_WRITTEN PROBLEM 1_
In the passage on ceded territory and the tariff laws, what does the court call holding, as a matter of law, that a territory may remain a foreign country?
_WRITTEN PROBLEM 2_
Carry the passage on ceded territory and the tariff laws forward from its final sentence.

_TEXT PASSAGE_
-.-.-
The theory that a country remains foreign with respect to the tariff laws until Congress has acted by embracing it within the Customs Union, presupposes that a country may be domestic for one purpose and foreign for another. It may undoubtedly become necessary for the adequate administration of a domestic territory to pass a special act providing the proper machinery and officers, as the President would have no authority, except under the war power, to administer it himself; but no act is necessary to make it domestic territory if once it has been ceded to the United States. We express no opinion as to whether Congress is bound to appropriate the money to pay for it. This has been much discussed by writers upon constitutional law, but it is not necessary to consider it in this case, as Congress made prompt appropriation of the money stipulated in the treaty. This theory also presupposes that territory may be held indefinitely by the United States; that it may be treated in every particular, except for tariff purposes, as domestic territory; that laws may be enacted and enforced by officers of the United States sent there for that purpose; that insurrections may be suppressed, wars carried on, revenues collected, taxes imposed; in short, that everything may be done which a government can do within its own boundaries, and yet that territory may still remain a foreign country. That this state of things may continue for years, for a century even, but that until Congress enacts otherwise, it still remains a foreign country. To hold that this can be done as a matter of law we deem to be judicial legislation. We find no warrant for it in the Constitution or in the powers conferred upon this court. It is true the non-action of Congress may occasion a temporary inconvenience; but it does not follow that courts of justice are authorized to remedy it by inverting the ordinary meaning of words.

If an Act of Congress be necessary to convert a foreign country into domestic territory, the question at once suggests itself, what is the character of the legislation demanded for this purpose? Will an act appropriating money for its purchase be sufficient. Apparently

Will an act appropriating the duties collected upon imports to and from such country for the benefit of its government be sufficient? Apparently not. Will acts making appropriations for its postal service, for the establishment of lighthouses, for the maintenance of quarantine stations, for erecting public buildings, have that effect? Will an act establishing a complete local government, but with the reservation of a right to collect duties upon commerce, be adequate for that purpose? None of these, nor all together, will be sufficient, if the contention of the government be sound, since acts embracing all these provisions have been passed in connection with Porto Rico, and it insisted that it is still a foreign country within the meaning of the tariff laws. We are unable to acquiesce in this assumption that a territory may be at the same time both foreign and domestic.
-.-.-
Records from a data source
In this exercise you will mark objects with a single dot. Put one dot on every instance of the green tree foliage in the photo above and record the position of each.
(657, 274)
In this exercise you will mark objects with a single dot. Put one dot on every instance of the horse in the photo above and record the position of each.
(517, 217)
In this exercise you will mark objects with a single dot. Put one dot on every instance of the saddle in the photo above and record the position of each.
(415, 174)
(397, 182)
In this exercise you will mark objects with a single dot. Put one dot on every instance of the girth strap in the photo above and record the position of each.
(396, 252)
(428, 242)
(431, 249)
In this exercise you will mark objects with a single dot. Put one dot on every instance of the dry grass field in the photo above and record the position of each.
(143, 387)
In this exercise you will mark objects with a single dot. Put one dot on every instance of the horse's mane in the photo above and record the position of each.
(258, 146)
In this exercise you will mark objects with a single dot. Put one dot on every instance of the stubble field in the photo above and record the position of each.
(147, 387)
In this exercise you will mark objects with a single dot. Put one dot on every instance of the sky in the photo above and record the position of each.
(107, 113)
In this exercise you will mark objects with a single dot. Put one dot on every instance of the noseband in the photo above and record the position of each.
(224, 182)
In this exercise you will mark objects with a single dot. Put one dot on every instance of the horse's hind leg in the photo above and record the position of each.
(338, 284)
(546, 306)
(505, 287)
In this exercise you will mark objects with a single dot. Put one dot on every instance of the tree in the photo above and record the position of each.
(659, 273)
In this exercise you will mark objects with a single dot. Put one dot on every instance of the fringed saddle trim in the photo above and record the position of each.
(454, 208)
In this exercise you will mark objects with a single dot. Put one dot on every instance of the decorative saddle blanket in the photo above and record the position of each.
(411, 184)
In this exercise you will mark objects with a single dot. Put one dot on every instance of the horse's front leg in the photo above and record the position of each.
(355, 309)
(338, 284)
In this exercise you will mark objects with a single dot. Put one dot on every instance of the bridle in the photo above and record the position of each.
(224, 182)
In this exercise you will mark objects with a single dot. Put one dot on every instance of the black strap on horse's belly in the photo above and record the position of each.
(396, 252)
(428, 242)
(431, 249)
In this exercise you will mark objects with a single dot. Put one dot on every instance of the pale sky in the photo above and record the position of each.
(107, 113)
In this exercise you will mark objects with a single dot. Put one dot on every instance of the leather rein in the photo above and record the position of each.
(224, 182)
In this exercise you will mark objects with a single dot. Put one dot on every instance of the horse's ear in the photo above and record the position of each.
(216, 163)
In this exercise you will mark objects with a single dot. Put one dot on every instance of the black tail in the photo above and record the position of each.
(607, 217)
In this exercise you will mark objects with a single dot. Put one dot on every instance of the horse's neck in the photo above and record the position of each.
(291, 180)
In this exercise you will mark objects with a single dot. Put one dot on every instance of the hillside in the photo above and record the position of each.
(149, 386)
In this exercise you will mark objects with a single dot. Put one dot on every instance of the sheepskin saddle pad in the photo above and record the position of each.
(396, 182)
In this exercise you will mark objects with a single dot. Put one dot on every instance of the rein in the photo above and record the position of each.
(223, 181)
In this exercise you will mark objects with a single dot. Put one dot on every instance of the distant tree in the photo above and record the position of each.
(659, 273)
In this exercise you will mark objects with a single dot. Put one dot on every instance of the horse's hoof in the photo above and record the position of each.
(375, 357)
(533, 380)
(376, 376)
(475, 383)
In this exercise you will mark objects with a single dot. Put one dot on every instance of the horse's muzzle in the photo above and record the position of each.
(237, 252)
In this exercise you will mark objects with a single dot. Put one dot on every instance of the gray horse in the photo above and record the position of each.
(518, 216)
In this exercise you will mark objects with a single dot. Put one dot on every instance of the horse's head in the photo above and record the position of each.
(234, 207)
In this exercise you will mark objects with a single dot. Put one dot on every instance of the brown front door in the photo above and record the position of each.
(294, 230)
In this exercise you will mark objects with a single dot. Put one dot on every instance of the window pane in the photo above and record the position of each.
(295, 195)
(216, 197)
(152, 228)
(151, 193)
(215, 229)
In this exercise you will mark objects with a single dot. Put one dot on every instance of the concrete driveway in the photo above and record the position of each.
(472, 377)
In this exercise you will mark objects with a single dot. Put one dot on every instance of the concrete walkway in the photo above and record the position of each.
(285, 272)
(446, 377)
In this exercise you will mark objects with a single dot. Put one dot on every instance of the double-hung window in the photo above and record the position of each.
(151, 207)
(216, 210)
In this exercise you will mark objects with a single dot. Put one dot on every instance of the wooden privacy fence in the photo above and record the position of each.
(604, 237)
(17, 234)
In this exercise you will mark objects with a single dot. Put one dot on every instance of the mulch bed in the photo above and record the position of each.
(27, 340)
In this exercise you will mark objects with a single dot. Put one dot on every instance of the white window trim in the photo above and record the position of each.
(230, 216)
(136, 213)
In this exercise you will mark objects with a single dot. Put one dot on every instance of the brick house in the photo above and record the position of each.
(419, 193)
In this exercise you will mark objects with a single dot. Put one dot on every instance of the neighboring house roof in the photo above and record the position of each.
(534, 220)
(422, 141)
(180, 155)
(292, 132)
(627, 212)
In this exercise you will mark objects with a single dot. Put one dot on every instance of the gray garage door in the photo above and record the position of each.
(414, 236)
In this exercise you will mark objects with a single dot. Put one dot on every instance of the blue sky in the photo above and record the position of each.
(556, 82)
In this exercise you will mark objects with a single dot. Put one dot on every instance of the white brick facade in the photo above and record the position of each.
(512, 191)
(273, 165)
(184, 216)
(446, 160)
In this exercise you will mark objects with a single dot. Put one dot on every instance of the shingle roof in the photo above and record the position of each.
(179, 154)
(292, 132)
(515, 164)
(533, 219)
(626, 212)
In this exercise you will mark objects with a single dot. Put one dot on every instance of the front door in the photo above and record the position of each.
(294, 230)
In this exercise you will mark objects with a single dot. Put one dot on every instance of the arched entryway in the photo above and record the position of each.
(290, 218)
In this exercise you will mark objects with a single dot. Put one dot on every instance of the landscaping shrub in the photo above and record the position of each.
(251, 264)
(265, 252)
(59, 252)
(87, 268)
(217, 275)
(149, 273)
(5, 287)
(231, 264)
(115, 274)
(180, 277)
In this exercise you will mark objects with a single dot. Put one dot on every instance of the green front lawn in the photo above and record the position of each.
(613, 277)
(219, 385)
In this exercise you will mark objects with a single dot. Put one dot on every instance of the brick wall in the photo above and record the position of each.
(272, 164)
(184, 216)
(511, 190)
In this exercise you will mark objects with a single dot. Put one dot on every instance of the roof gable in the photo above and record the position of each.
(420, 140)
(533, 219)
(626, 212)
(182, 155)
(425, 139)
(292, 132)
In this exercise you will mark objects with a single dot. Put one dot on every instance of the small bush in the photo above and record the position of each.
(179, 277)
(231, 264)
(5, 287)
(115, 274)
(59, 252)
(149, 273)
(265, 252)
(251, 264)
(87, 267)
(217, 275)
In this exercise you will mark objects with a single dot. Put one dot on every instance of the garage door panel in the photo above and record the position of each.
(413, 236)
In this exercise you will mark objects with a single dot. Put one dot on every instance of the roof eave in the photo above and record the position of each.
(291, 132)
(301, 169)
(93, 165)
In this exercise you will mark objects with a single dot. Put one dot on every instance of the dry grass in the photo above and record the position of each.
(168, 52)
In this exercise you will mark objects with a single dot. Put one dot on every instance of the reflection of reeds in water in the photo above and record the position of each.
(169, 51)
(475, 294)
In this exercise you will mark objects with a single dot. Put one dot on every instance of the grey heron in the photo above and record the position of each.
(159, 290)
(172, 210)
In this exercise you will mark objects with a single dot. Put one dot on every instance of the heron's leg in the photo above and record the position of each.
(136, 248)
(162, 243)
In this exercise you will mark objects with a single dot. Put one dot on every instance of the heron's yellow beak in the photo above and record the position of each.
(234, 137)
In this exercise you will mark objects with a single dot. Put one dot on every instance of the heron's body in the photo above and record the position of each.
-.-.-
_WRITTEN ANSWER 1_
Judicial legislation.

_WRITTEN ANSWER 2_
We are therefore of the opinion that at the time these duties were levied Porto Rico was not a foreign country, within the meaning of the tariff laws, but a territory of the United States, that the duties were illegally exacted and that the plaintiffs are entitled to recover them.

The judgment of the Circuit Court is therefore Reversed.

Note. Five justices concurred in the majority opinion. Three justices dissented upon the ground that as the custom laws of the United States had not as yet been applied by Congress to Porto Rico, that such island still foreign within the meaning of the Dingley Tariff act. Justice Gray dissented upon the ground that the majority opinion was irreconcilable with the opinion of the majority of the court in Downes v. Bidwell.


182 U. S., 244. 1900.

This was an action begun in the Circuit Court of the United States for the southern district of New York, by Downes, against the collector of the port of New York, Bidwell, to recover duties paid under protest upon certain oranges consigned to Downes in New York and brought thither from San Juan, Porto Rico, in November, 1900, after the passage of the Act of Congress taking effect May 1, 1900, and known as the Foraker act, which provided for a civil government and revenues for the island of Porto Rico and required that the payment of 15 per cent. of the duty levied on like articles from foreign countries should be collected on goods coming from Porto Rico. The Circuit Court decided in favor of the collector of the port of New York and against Downes' right to recover the duties, whereupon Downes appealed to the United States Supreme Court.

MR. JUSTICE BROWN announced the conclusion and judgment of the court.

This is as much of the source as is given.